* REQUIREMENTS *
Rewrite the listing starting at the line that contains "Give the outline of every instance of the giant clown" and ending at the final line of the listing. Shift every outline coordinate by adding 17 to each number, and leave all other text unchanged.

* Labeled region outline entries *
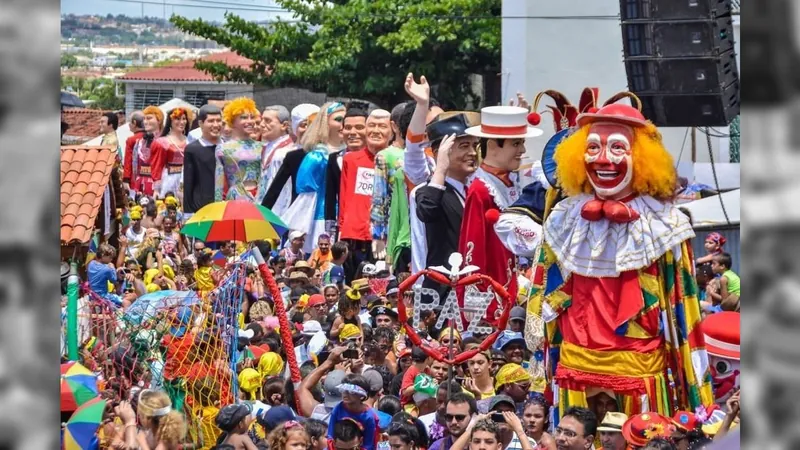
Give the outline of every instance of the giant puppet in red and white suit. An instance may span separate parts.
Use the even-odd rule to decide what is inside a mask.
[[[517,263],[486,220],[489,211],[503,210],[519,198],[521,191],[516,171],[525,155],[525,139],[543,132],[528,126],[528,110],[516,106],[489,106],[481,109],[481,124],[466,133],[480,139],[481,166],[467,189],[458,252],[468,265],[497,281],[517,295]],[[458,289],[463,306],[463,289]],[[499,297],[491,302],[485,317],[495,323],[502,315]]]
[[[639,104],[623,93],[578,116],[554,156],[565,198],[543,226],[517,224],[543,236],[539,303],[559,414],[596,390],[628,415],[714,402],[674,164],[641,106],[615,103],[624,97]]]

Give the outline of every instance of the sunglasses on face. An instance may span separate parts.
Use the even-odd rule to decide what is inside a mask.
[[[561,428],[561,427],[558,427],[558,428],[556,428],[556,430],[555,430],[555,431],[556,431],[556,432],[555,432],[555,435],[556,435],[556,436],[558,436],[559,434],[563,434],[563,435],[564,435],[564,436],[566,436],[568,439],[572,439],[572,438],[574,438],[574,437],[577,437],[577,436],[578,436],[578,433],[576,433],[576,432],[574,432],[574,431],[572,431],[572,430],[567,430],[567,429],[565,429],[565,428]]]

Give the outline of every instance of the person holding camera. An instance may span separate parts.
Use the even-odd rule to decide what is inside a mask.
[[[483,428],[491,431],[497,441],[487,450],[533,450],[536,442],[525,435],[525,429],[514,409],[514,400],[507,395],[496,395],[489,406],[489,414],[474,416],[466,431],[449,450],[465,450],[467,447],[472,450],[487,449],[484,445],[475,445],[475,437]],[[491,448],[494,445],[496,447]]]

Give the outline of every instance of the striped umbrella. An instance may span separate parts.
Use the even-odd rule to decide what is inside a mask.
[[[61,365],[61,411],[75,411],[97,392],[97,376],[89,369],[75,361]]]
[[[289,227],[280,217],[247,200],[208,204],[194,213],[181,233],[203,242],[281,239]]]
[[[95,397],[78,408],[64,427],[64,450],[89,450],[98,448],[97,430],[103,423],[105,399]]]

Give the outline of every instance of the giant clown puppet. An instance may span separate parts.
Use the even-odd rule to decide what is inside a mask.
[[[625,97],[639,107],[615,103]],[[564,198],[543,225],[516,221],[541,242],[538,305],[557,414],[588,406],[596,391],[613,394],[629,416],[714,401],[694,232],[671,201],[672,158],[640,109],[623,93],[582,112],[555,149]]]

* SOLVED EXERCISE *
Give the outline of every instance of the giant clown puppet. An instance may span separate parts.
Use the even-odd rule to decide what is inside a mask.
[[[642,114],[656,124],[632,120]],[[581,215],[560,242],[533,238],[558,259],[555,322],[574,431],[605,423],[613,408],[630,411],[646,433],[731,418],[711,249],[688,218],[689,175],[657,126],[640,110],[599,129],[572,166]]]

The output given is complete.